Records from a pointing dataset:
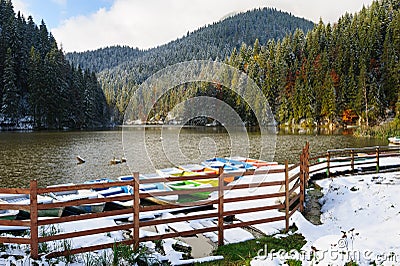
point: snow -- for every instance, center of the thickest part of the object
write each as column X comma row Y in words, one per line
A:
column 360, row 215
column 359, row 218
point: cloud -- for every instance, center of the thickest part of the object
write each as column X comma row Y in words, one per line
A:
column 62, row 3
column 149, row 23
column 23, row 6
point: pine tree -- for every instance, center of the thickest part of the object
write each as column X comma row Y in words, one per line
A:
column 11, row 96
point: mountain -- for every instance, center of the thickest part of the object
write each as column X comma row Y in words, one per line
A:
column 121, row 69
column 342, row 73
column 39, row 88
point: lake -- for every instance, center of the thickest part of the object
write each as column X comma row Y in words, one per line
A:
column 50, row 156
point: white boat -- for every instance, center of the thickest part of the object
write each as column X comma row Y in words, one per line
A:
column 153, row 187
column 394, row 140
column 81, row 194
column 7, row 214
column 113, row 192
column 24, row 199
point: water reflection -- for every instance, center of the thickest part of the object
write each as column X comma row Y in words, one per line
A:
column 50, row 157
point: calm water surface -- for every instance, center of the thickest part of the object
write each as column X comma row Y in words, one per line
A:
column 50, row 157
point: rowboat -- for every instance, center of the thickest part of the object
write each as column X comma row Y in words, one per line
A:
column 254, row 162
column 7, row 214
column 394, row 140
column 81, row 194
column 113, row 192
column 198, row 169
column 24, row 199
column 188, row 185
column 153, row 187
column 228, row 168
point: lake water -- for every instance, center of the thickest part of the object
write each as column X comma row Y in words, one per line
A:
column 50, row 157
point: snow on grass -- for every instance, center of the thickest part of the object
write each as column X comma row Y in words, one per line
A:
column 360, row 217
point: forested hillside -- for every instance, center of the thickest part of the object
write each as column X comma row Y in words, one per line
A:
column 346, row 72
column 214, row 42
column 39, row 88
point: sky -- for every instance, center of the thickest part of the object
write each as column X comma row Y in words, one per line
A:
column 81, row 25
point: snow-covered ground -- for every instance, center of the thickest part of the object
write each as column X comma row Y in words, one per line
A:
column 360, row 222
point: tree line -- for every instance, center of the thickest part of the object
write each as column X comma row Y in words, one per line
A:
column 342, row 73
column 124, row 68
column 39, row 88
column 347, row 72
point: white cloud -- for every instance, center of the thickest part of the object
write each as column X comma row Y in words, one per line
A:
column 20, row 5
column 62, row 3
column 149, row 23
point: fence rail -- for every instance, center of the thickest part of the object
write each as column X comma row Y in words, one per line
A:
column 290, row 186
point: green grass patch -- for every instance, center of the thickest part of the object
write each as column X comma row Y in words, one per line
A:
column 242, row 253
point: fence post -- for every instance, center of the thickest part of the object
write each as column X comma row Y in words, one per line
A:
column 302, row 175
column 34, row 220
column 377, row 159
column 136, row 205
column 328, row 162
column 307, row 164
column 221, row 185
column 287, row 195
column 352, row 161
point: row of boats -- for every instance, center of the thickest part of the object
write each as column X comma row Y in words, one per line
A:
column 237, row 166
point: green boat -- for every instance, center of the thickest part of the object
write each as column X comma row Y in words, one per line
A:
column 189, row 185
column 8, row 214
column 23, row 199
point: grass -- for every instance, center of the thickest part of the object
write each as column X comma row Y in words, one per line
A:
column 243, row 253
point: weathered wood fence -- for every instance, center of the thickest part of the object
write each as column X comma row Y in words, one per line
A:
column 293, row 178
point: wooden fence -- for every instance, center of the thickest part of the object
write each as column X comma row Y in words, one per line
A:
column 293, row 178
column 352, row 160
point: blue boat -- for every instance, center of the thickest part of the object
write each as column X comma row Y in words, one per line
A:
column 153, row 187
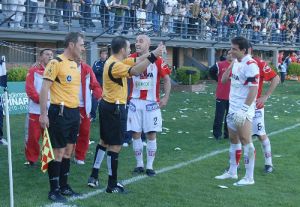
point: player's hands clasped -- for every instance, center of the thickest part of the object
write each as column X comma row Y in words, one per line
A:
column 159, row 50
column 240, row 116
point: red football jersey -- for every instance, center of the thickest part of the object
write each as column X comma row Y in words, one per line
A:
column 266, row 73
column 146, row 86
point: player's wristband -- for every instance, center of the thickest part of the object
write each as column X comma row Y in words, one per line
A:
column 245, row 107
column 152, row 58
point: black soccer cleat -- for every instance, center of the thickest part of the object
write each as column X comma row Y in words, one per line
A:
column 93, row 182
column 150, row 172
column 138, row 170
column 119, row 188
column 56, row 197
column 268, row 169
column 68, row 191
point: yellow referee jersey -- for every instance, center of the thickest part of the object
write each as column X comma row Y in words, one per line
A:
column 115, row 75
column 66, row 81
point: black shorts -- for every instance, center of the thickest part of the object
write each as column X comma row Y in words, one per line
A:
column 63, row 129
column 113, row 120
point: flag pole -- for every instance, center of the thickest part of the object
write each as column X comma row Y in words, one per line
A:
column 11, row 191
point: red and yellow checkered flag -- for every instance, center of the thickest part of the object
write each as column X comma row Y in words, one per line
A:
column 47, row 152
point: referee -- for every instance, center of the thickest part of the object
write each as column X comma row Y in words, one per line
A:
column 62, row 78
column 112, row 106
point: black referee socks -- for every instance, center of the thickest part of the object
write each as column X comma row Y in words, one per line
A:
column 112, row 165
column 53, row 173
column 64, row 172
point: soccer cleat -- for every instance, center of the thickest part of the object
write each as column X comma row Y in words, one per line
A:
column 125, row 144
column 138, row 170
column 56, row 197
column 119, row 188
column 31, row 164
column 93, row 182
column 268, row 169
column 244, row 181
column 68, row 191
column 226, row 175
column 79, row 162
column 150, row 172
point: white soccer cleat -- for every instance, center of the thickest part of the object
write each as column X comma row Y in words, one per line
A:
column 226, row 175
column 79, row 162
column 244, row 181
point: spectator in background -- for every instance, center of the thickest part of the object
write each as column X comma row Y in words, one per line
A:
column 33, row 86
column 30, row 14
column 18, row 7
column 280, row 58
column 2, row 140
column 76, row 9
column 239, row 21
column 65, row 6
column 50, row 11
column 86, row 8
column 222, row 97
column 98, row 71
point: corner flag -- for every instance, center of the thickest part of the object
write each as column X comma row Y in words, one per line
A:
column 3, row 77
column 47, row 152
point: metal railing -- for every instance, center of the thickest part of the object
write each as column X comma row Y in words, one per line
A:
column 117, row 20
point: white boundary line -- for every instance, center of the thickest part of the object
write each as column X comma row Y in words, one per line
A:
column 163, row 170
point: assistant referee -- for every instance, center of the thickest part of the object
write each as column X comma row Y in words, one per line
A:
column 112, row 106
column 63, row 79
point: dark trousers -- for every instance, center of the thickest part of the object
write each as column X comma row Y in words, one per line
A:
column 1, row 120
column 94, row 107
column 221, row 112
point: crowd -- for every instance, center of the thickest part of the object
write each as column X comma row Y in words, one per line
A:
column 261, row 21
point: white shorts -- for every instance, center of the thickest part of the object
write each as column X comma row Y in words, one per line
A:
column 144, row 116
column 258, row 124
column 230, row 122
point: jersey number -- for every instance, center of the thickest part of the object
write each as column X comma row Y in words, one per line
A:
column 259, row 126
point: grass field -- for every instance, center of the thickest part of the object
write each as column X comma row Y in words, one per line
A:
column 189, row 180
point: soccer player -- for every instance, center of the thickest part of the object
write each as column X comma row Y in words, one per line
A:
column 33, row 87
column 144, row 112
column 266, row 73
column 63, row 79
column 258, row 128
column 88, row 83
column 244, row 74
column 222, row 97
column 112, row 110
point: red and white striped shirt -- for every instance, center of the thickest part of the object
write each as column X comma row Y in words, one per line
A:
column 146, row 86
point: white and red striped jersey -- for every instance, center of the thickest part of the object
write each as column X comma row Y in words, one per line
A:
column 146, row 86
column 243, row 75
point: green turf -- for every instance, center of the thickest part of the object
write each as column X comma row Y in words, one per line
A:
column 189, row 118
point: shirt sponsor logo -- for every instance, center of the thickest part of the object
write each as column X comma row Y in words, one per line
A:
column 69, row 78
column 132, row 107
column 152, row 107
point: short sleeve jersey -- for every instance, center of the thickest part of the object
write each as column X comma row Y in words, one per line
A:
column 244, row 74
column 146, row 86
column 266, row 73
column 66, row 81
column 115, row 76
* * *
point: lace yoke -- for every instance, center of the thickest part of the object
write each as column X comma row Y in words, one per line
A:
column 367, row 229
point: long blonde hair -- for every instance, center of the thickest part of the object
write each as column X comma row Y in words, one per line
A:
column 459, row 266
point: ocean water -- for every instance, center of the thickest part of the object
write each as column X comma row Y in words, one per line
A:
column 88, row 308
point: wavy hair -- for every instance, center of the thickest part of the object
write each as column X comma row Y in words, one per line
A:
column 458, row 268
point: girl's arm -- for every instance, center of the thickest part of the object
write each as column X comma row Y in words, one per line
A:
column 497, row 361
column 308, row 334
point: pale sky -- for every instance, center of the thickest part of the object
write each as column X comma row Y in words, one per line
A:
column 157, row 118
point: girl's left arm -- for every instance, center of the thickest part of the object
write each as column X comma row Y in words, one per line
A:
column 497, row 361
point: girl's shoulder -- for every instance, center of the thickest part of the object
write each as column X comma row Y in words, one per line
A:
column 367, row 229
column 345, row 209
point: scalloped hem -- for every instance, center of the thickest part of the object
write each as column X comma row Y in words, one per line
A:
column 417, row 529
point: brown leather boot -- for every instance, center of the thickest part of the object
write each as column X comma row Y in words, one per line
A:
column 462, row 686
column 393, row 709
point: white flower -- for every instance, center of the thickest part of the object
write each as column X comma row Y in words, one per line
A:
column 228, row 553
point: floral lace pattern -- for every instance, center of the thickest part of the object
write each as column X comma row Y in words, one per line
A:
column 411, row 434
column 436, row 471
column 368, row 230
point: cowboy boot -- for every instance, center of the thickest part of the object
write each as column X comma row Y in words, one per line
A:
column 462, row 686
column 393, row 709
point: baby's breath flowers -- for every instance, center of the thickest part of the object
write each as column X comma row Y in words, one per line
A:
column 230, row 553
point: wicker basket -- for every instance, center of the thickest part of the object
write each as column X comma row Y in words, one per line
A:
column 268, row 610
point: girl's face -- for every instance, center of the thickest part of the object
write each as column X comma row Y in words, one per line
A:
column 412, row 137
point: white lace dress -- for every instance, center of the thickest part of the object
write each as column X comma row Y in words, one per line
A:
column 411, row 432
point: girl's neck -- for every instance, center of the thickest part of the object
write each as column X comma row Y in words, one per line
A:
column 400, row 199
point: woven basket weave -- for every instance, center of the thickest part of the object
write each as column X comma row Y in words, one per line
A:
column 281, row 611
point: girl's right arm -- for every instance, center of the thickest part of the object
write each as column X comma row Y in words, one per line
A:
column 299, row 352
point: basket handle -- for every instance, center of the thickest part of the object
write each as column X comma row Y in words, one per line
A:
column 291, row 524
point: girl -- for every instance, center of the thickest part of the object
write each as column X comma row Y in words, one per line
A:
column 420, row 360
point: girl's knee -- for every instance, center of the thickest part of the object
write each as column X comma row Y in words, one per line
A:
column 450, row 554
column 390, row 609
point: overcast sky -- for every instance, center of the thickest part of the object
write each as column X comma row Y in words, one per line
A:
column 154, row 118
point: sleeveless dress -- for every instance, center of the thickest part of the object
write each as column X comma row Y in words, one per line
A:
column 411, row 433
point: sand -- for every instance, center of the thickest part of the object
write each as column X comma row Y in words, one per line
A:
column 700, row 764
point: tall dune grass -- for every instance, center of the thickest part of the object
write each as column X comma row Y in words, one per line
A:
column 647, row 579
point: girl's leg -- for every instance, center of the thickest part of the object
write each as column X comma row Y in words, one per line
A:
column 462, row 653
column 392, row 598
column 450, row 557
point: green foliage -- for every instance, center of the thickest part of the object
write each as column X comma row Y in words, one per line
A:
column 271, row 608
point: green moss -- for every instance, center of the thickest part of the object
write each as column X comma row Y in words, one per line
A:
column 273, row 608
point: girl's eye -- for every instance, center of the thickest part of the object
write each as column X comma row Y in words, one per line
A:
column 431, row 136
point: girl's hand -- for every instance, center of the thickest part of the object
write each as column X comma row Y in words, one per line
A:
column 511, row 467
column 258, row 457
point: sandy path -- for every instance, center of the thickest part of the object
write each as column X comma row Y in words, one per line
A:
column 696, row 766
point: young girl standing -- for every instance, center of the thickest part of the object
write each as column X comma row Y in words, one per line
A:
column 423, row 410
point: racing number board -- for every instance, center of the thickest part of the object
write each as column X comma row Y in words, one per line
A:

■ INSTRUCTIONS FOR THE TASK ■
Take the records from the line with "point: snow -- for" through the line with "column 23, row 6" and change "cloud" to "fog", leaving everything else in those lines the same. Write out only those lines.

■ ANSWER ■
point: snow -- for every instance, center of the thickest part of the object
write each as column X comma row Y in words, one per line
A:
column 360, row 215
column 359, row 218
point: fog -- for every instance, center of the thickest part of the object
write each as column X comma row Y in words, one per line
A:
column 62, row 3
column 149, row 23
column 23, row 6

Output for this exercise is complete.